• _EXERCISE DESCRIPTION_: A faithful transcription of all the entries below is needed, without the pictures.

• _SOURCE MATERIAL_:
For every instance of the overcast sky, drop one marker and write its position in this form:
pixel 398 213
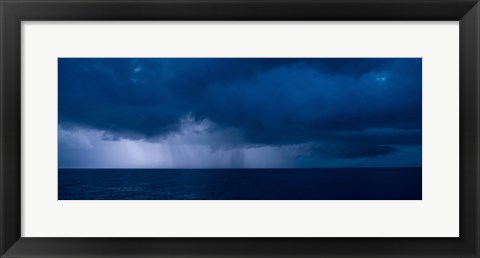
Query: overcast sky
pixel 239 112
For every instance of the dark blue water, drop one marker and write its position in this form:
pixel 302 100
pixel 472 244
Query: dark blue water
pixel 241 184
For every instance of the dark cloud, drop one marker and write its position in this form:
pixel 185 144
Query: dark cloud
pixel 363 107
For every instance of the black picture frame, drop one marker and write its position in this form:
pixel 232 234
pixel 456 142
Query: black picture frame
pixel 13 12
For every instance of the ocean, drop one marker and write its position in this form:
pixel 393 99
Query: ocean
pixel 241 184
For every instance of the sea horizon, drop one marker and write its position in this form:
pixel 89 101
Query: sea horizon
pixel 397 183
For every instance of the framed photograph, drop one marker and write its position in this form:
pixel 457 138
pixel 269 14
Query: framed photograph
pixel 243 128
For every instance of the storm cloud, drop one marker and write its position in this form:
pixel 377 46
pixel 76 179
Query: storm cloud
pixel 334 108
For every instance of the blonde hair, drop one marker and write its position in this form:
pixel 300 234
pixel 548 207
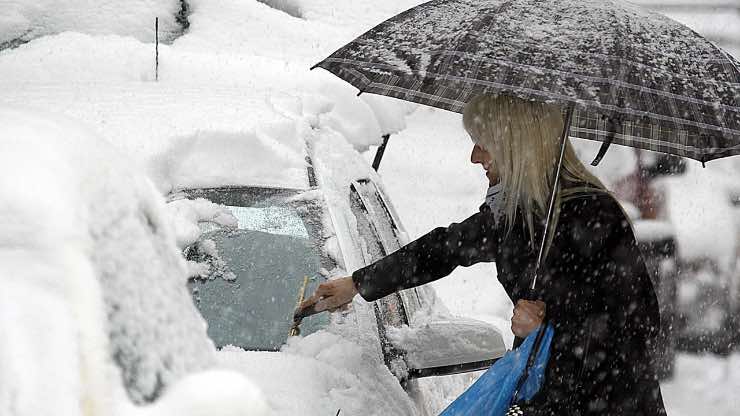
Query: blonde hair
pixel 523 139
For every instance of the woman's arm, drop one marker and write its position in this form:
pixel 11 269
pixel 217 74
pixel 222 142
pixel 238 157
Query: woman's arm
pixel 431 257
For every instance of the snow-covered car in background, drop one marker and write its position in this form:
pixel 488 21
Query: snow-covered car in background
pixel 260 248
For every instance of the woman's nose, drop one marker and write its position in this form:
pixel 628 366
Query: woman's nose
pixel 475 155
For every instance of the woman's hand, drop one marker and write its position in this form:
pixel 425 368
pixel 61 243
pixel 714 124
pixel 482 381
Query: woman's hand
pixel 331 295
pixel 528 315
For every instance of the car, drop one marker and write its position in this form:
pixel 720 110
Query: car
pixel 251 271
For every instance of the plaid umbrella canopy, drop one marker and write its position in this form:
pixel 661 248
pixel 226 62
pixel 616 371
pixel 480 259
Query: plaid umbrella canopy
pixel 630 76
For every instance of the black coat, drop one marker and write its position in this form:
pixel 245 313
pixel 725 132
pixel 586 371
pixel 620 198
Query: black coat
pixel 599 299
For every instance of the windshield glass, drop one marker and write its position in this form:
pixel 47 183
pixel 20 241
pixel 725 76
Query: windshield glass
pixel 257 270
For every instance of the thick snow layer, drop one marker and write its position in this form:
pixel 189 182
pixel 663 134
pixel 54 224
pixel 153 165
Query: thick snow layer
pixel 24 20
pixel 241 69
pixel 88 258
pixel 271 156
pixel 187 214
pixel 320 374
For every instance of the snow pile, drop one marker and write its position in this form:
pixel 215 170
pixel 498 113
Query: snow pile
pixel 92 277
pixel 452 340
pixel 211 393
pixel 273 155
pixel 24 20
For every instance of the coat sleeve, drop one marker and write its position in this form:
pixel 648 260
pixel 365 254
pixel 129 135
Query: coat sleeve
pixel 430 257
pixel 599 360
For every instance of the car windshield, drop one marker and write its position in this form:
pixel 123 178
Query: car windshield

• _REPLY TO THE TASK_:
For every instance of the overcast sky, drop one marker and write its position in this form:
pixel 398 213
Query: overcast sky
pixel 239 112
For every instance of the dark blue water, drop one marker and write its position in this form:
pixel 302 100
pixel 472 244
Query: dark blue water
pixel 241 184
For every instance of the dark cloud, drop one marker and write its position in this form:
pixel 185 144
Query: dark cloud
pixel 363 107
For every instance of the black picture frame, drop one marker and write its position in this form:
pixel 232 234
pixel 456 142
Query: black picture frame
pixel 13 12
For every instance of the ocean, drop one marker and write its position in this form:
pixel 393 99
Query: ocean
pixel 241 184
For every instance of the sea horizon, drop one marker and write its position in this form:
pixel 89 101
Query: sea horizon
pixel 397 183
For every instance of the framed photograph, drop one marker and write its position in this form:
pixel 457 138
pixel 269 14
Query: framed photograph
pixel 243 128
For every instance of the storm cloud, drop one marker and write its position in this form:
pixel 377 46
pixel 76 179
Query: storm cloud
pixel 334 108
For every instance of the blonde hair, drop one marker and write its position in this form:
pixel 300 234
pixel 548 207
Query: blonde hair
pixel 523 139
For every instance of the woman's arm, drop one marker and write its position in this form:
pixel 11 269
pixel 217 74
pixel 222 142
pixel 238 157
Query: woman's arm
pixel 431 257
For every instance of the snow-covered car in background, drop one marker and write its position in this form:
pixel 488 21
Query: snow-covered car in background
pixel 260 248
For every instance of the woman's nose, drop one marker and write its position in this form:
pixel 628 366
Query: woman's nose
pixel 475 155
For every instance of the woman's hand, drop one marker and write its position in this form:
pixel 425 368
pixel 61 243
pixel 714 124
pixel 482 381
Query: woman's hand
pixel 331 295
pixel 528 315
For every instance of the car, drop one marker and write its position in this form:
pixel 720 110
Query: car
pixel 251 271
For every instance of the plaid umbrella canopy, drop one marker and write its position in this form:
pixel 661 248
pixel 226 62
pixel 616 371
pixel 480 259
Query: plaid umbrella canopy
pixel 630 76
For every instance of the black coat, drop one marker and write its position in this form:
pixel 245 313
pixel 725 132
pixel 586 371
pixel 620 198
Query: black coat
pixel 599 299
For every instance of the windshield glass, drop one marker and write its position in this form:
pixel 47 183
pixel 20 241
pixel 725 76
Query: windshield glass
pixel 257 270
For every instance of the thick snow layer, drop one marker and write its position in this form:
pixel 189 182
pixel 663 134
pixel 54 224
pixel 153 165
Query: thick snow layer
pixel 24 20
pixel 241 69
pixel 88 258
pixel 271 156
pixel 187 214
pixel 320 374
For every instance of the snow pile, drop one marker and write its position in this form:
pixel 215 170
pixel 498 113
Query: snow pile
pixel 92 277
pixel 452 340
pixel 211 393
pixel 273 155
pixel 24 20
For every instance of the coat sleeve, drop one marker and write its position in this form:
pixel 648 260
pixel 365 254
pixel 129 135
Query: coat sleeve
pixel 430 257
pixel 599 360
For every instance of the car windshield, drop one marker and write its position in this form:
pixel 123 178
Query: car windshield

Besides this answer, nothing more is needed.